• _WORK TASK 1_
List every quotation in the news article on the COER injunction that is attributed to Robert Wilbur.
• _WORK TASK 2_
Return the part of the news article on the COER injunction starting with "In February, Citizens" and going on through "small, rural airfield.".

Magistrate recommends against COER injunction

A federal magistrate judge is recommending that a U.S. District Court judge deny a request by an advocacy group to force the Navy to halt the increased EA-18G Growler operations at the Outlying Field Coupeville.

In February, Citizens of Ebey’s Reserve, or COER, filed the motion for injunction as part of the ongoing lawsuit against the Navy over the noise impacts of a 400 percent increase of Growler aircraft landing practice at the small, rural airfield.

The state Attorney General and COER challenged the adequacy and accuracy of the Navy’s Environmental Impact Statement.

The magistrate found that COER’s motion didn’t meet the elements necessary for the injunction.

The judge isn’t required to follow the magistrate’s recommendation. COER has 14 days to reply to the magistrate’s report.

The magistrate called an injunction “an extreme remedy” that would entangle the court in the Navy’s day-to-day operations.

As COER pointed out, a decision on the injunction doesn’t impact the larger claims regarding compliance with the National Environmental Policy Act and the Historic Preservation Act.

“We always knew that the likelihood of obtaining a preliminary injunction was an extremely high mountain to climb,” COER President Robert Wilbur said in a press release.

“The U.S. Supreme Court has severely limited courts’ abilities to enjoin the military,” he continued.

“We pursued a preliminary injunction, knowing we were unlikely to prevail, because our communities are suffering from expanded Growler training over our homes, businesses, schools and the hospital,” Wilbur said in the press release.

Yet J. Richard Creatura, the magistrate judge, did comment on the merits of arguments made by COER and the attorney general in the underlying court case, writing that “they fall within an area where the Court must be highly deferential to the Navy’s choices.”

• _STUDY MATERIAL_
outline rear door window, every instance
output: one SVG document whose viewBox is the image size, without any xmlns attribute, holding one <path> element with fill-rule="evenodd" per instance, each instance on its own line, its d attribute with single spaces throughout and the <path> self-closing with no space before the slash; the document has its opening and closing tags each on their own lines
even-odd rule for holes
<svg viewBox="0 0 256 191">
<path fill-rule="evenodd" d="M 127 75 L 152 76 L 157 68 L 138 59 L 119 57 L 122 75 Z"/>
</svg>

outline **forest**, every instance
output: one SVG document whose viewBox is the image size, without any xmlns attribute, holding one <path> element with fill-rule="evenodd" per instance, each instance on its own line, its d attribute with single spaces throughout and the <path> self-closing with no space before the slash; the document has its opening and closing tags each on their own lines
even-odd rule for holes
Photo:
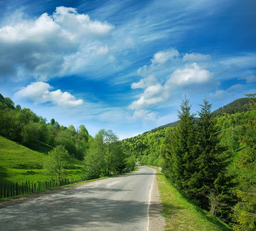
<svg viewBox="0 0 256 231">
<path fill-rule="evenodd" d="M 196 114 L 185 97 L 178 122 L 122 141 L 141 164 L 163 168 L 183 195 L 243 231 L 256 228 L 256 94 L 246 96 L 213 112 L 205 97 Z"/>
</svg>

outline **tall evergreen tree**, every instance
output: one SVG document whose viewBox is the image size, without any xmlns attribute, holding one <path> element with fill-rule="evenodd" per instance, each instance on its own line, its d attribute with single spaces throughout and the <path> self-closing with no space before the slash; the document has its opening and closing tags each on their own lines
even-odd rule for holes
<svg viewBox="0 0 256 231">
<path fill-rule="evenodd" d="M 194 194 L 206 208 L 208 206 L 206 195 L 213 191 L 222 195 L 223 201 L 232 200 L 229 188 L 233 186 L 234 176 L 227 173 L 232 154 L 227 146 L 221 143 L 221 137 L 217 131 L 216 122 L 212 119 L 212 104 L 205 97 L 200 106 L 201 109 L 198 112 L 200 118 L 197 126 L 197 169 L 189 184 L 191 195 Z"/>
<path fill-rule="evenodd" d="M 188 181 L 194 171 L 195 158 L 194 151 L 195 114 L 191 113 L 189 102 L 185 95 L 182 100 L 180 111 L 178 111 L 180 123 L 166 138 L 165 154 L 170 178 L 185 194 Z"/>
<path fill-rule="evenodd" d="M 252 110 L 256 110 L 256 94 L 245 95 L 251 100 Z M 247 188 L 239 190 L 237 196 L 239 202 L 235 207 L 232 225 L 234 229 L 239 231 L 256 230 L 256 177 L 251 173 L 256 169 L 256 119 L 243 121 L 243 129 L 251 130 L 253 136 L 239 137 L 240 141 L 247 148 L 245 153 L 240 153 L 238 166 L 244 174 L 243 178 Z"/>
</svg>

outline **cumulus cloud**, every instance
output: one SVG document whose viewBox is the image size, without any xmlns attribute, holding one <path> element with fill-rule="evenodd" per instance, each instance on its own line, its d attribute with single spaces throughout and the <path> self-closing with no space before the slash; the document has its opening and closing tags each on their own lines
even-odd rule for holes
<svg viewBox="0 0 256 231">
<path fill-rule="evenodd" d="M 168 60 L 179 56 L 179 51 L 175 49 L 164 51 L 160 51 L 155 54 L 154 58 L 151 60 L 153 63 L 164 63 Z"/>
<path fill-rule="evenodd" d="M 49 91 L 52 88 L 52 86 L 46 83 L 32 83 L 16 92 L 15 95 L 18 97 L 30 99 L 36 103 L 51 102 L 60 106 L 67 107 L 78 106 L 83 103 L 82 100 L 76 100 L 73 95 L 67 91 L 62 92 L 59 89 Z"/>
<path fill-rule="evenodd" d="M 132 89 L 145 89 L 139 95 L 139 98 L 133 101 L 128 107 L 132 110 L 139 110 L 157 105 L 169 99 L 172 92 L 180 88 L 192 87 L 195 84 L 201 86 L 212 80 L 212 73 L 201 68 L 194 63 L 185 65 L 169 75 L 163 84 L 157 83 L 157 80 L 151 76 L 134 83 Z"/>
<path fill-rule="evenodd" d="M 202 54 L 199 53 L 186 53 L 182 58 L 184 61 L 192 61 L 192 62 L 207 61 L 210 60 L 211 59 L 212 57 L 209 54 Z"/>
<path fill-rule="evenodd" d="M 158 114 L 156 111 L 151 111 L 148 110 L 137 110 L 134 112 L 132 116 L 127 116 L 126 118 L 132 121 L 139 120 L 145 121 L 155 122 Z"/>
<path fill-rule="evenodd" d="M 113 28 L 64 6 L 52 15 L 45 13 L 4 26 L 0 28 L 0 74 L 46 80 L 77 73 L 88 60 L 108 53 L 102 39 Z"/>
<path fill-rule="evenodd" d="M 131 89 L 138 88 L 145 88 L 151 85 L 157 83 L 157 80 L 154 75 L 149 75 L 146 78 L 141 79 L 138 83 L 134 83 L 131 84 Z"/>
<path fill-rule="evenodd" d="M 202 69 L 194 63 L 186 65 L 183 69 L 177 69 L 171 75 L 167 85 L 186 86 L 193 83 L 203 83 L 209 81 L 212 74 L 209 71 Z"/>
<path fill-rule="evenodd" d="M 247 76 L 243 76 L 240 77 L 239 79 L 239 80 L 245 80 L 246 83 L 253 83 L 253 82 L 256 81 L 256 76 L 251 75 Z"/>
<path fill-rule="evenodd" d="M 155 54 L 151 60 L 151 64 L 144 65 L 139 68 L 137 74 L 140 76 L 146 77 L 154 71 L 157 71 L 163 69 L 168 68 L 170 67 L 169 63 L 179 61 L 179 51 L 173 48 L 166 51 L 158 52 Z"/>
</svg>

• _EXPECTED ANSWER 1_
1. "We always knew that the likelihood of obtaining a preliminary injunction was an extremely high mountain to climb"
2. "The U.S. Supreme Court has severely limited courts' abilities to enjoin the military"
3. "We pursued a preliminary injunction, knowing we were unlikely to prevail, because our communities are suffering from expanded Growler training over our homes, businesses, schools and the hospital"

• _EXPECTED ANSWER 2_
In February, Citizens of Ebey’s Reserve, or COER, filed the motion for injunction as part of the ongoing lawsuit against the Navy over the noise impacts of a 400 percent increase of Growler aircraft landing practice at the small, rural airfield.